Problem:
Repeat exactly the lines of the listing from the line containing "Where can the white" through its last line, and nothing beyond them.

-.-.-

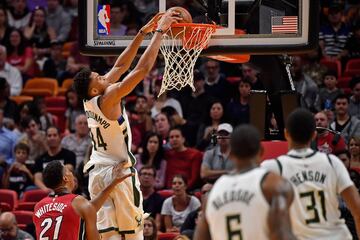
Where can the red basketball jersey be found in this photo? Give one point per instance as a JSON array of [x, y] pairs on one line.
[[56, 219]]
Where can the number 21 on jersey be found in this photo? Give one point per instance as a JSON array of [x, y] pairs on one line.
[[233, 227], [49, 223]]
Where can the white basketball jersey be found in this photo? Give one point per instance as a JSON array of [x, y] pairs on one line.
[[111, 138], [236, 207], [318, 179]]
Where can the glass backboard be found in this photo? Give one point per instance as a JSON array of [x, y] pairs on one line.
[[245, 26]]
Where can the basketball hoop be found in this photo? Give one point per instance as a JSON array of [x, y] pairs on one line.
[[181, 46]]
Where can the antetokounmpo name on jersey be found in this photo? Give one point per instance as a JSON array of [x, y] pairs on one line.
[[59, 207], [308, 176], [98, 118], [239, 195]]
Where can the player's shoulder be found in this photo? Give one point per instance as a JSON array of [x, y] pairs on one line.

-.-.-

Your response:
Where can the white basketball jersey be found in this photo? Give one point per instance as a JSON array of [x, y] pairs on one line.
[[111, 138], [236, 207], [318, 179]]
Where can the glass backboard be found in this photo? Give one point per instance as a JSON array of [x, y] pairs on one line.
[[245, 26]]
Where can the basketball hoop be found in this photo? Give one point per instance as a JSON array of [x, y] pairs on one line.
[[181, 46]]
Where can the antetokounmpo name on jersey be found in this photo? Give one point per instance as a JSON array of [x, y] pairs on one line.
[[59, 207], [308, 176], [98, 118], [239, 195]]
Where can the player's shoulder be found in this photo? Give one point per instance as a JSON array of [x, y] pairs on one line.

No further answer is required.